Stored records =
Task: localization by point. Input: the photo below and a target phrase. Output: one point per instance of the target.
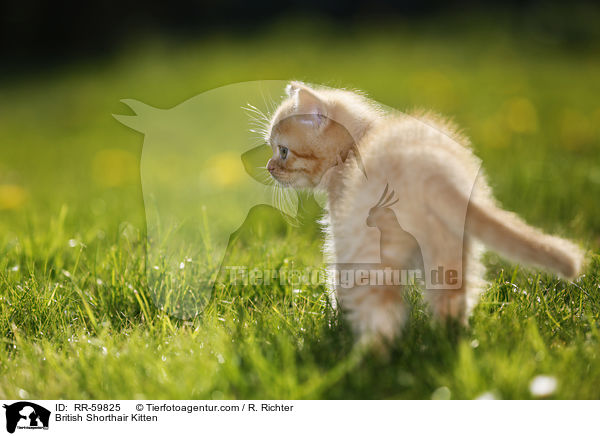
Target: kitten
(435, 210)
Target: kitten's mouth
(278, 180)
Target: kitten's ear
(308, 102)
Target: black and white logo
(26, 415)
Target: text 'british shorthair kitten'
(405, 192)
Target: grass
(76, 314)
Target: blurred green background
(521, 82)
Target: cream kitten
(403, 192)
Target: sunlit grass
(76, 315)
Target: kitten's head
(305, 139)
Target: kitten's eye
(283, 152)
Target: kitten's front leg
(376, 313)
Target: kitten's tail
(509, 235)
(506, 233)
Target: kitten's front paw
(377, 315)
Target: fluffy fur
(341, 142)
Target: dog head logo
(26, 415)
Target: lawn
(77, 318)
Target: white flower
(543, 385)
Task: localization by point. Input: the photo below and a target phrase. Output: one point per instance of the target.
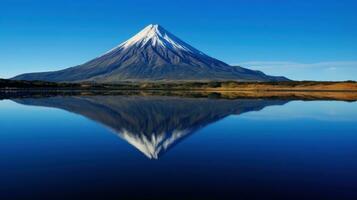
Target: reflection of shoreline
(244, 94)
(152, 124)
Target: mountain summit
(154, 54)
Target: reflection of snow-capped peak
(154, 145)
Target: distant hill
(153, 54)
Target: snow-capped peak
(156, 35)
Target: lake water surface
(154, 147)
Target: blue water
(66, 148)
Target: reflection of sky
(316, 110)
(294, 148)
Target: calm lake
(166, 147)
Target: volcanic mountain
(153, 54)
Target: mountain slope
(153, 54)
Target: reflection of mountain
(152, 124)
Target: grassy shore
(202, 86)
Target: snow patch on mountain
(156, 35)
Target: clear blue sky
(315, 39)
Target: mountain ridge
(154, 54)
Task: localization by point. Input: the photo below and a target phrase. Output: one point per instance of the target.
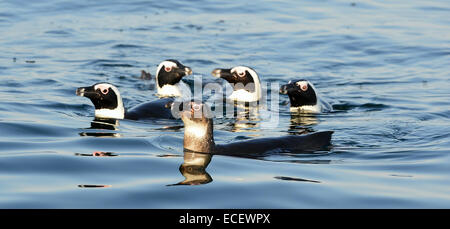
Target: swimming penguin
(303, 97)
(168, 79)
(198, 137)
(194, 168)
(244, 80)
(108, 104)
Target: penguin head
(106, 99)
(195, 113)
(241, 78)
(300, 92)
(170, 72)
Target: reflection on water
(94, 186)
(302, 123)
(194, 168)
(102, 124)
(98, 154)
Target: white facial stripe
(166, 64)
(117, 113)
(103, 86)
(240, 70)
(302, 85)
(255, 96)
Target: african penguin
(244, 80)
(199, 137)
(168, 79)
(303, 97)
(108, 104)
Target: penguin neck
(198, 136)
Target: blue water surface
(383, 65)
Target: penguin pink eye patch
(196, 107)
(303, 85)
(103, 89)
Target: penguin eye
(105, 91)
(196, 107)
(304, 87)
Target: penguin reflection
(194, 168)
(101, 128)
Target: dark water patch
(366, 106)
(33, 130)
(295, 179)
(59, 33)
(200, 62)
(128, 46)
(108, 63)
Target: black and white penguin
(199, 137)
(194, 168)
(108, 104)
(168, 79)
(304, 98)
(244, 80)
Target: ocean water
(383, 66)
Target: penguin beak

Task to complete = Please extract the lines of the listing above without changing them, starting with the line with "Target: distant hill" and going on through the end of the listing. Leave the pictures out of your answer.

Right answer =
Target: distant hill
(153, 54)
Target: snow-capped peak
(156, 35)
Target: lake water surface
(154, 147)
Target: blue water
(66, 148)
Target: reflection of sky
(316, 110)
(294, 148)
Target: calm lake
(166, 147)
Target: volcanic mountain
(153, 54)
Target: mountain slope
(153, 54)
Target: reflection of mountain
(152, 124)
Target: grassy shore
(202, 86)
Target: snow patch on mountain
(156, 35)
Target: clear blue sky
(315, 39)
Target: mountain ridge
(154, 54)
Task: localization by point. Input: the photo below and a target phrase. Output: one point per instance of the target.
Target: swimming penguin
(303, 97)
(168, 79)
(198, 137)
(194, 168)
(244, 80)
(108, 104)
Target: penguin head
(106, 99)
(195, 113)
(241, 78)
(300, 92)
(170, 72)
Target: reflection on water
(94, 186)
(302, 123)
(194, 168)
(102, 124)
(98, 154)
Target: white facial stripe
(166, 64)
(117, 113)
(103, 86)
(240, 70)
(302, 85)
(255, 96)
Target: african penguin
(244, 80)
(199, 137)
(168, 79)
(303, 97)
(108, 104)
Target: penguin neck
(198, 136)
Target: blue water surface
(383, 65)
Target: penguin pink eye patch
(196, 107)
(303, 85)
(103, 89)
Target: penguin eye
(105, 91)
(196, 107)
(304, 87)
Target: penguin reflection
(194, 168)
(101, 128)
Target: dark water patch
(366, 106)
(33, 130)
(295, 179)
(59, 33)
(200, 62)
(128, 46)
(108, 63)
Target: black and white penguin
(199, 137)
(194, 168)
(108, 104)
(168, 79)
(304, 98)
(244, 80)
Target: ocean water
(383, 66)
Target: penguin beak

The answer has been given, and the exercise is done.